Excerpts of labeled region data

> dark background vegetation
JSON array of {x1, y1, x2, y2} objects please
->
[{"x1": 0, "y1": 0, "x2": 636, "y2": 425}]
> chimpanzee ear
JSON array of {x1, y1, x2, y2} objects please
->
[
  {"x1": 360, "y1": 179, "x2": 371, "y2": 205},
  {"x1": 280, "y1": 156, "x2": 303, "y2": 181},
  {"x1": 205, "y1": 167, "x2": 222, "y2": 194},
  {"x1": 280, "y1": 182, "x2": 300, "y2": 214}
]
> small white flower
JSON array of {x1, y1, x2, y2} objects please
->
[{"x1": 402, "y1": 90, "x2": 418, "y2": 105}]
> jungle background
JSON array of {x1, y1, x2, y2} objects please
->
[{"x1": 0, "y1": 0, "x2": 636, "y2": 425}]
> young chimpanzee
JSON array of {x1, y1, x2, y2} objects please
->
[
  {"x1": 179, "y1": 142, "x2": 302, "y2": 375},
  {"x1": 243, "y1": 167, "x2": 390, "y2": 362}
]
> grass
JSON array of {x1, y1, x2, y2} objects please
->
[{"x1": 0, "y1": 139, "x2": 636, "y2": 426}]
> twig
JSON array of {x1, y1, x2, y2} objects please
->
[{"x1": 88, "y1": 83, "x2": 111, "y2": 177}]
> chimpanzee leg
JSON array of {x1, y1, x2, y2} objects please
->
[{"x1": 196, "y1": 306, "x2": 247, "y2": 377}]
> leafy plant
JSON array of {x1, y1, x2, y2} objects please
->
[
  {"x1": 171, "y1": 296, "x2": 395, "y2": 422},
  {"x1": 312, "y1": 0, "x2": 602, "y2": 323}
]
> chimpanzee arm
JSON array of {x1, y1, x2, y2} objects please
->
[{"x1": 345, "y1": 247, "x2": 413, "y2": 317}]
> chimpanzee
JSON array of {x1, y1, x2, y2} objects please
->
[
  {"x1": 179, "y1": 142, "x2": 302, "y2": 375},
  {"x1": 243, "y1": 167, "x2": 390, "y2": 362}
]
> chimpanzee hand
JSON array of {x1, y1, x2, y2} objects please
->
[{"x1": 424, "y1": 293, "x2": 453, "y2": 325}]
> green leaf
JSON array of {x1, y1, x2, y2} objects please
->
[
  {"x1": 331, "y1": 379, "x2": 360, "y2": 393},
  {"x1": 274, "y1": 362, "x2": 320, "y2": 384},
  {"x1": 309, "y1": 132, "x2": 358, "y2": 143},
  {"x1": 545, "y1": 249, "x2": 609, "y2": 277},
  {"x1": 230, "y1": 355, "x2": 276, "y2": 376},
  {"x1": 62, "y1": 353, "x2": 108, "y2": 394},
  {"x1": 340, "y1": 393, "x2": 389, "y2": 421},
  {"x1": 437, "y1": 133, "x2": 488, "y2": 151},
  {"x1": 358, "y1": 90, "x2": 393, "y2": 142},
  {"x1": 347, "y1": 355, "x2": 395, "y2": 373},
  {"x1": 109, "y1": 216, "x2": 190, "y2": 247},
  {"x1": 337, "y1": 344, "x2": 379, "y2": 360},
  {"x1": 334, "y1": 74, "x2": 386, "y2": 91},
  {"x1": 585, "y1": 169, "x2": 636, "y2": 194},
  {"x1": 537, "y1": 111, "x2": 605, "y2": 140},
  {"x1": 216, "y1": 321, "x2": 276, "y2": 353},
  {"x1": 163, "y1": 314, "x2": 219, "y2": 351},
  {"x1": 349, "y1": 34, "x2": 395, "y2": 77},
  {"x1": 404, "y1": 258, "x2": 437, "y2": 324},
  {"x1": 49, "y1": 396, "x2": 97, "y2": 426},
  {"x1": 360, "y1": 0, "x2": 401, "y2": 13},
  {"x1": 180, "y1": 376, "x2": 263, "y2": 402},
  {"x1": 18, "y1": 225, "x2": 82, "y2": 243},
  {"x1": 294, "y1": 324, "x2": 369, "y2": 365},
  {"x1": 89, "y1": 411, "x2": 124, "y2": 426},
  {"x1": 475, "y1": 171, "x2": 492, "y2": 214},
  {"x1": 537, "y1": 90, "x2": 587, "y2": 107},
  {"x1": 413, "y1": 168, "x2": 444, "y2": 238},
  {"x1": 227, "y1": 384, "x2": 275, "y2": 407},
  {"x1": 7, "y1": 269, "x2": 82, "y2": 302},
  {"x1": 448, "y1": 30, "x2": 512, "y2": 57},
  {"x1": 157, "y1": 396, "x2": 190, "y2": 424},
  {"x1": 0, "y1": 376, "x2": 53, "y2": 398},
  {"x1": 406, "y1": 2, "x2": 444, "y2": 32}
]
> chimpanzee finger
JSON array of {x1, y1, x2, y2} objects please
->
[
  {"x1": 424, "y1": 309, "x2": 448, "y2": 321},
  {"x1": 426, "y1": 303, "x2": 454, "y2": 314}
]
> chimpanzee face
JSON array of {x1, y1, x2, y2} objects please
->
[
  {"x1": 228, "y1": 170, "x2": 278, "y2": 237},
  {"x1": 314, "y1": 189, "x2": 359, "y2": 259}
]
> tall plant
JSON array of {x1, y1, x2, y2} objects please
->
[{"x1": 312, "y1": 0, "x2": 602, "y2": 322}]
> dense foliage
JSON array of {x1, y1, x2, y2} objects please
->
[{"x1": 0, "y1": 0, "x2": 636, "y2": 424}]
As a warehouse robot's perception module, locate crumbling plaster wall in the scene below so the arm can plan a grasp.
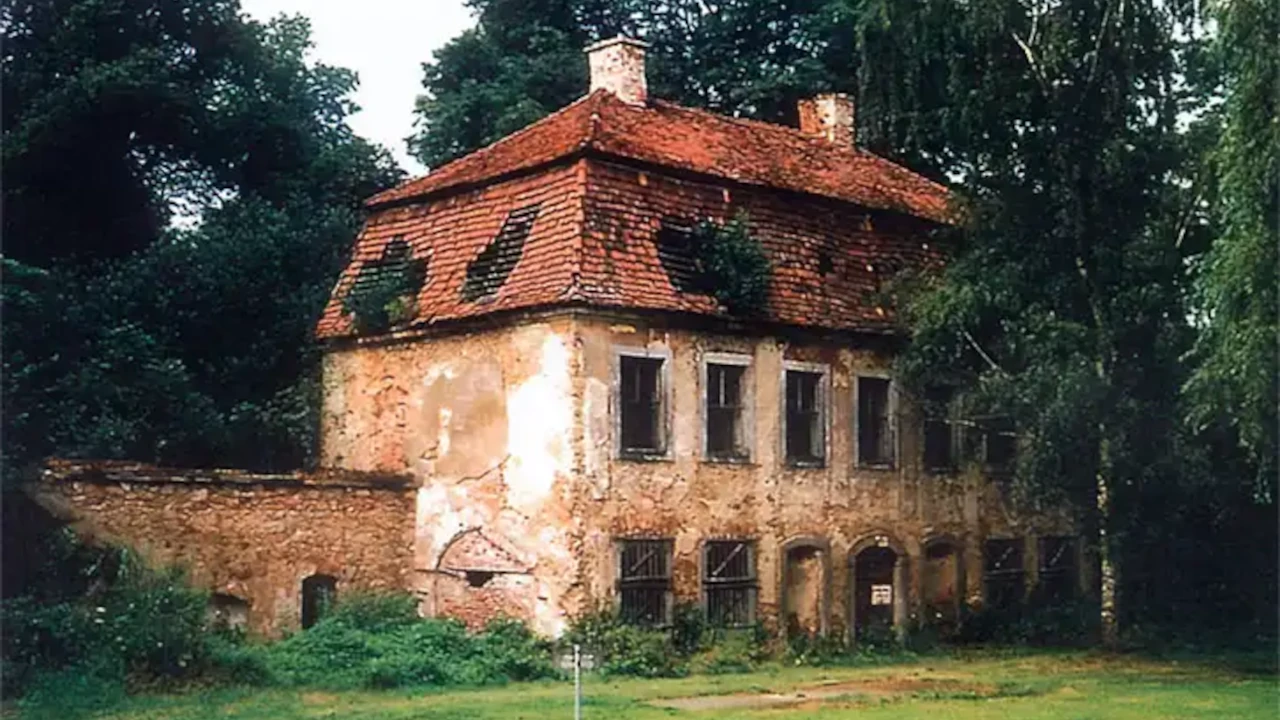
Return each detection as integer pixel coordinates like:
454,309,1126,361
321,315,577,634
31,471,413,635
576,315,1073,632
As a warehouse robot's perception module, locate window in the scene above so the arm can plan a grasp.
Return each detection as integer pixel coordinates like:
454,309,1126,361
302,575,338,629
618,355,666,455
705,363,750,460
858,378,895,466
1039,538,1078,605
924,386,956,473
462,202,541,302
618,539,671,626
703,541,755,628
785,370,826,465
983,538,1025,610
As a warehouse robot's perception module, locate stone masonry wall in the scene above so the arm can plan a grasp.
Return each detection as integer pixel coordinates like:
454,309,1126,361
29,461,413,635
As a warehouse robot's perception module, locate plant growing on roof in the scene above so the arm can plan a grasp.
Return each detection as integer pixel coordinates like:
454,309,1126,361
692,213,773,315
342,238,426,334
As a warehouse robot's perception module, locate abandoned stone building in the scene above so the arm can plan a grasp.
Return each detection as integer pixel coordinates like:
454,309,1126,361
41,38,1089,634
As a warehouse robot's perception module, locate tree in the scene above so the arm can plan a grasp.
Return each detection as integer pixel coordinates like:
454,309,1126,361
3,0,399,469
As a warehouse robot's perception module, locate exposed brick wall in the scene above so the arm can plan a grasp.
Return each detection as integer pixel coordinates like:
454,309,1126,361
29,462,413,634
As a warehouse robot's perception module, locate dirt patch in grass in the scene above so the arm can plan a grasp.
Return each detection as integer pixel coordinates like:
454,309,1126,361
649,678,1000,712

• What the task asks
Please identify every line in the records above that contains the string "wall", and copy each one. Case counts.

• Worked answer
As a warehouse robot's perception module, locate crumbling plaster wall in the scene below so the arm can plan a grasp.
As a warehouse robot's perception module, locate stone masonry wall in the scene above so the arm can plan a grasp.
As a warehouse robot's perception module, locate exposed brick wall in the scene above so the arm can plan a grasp.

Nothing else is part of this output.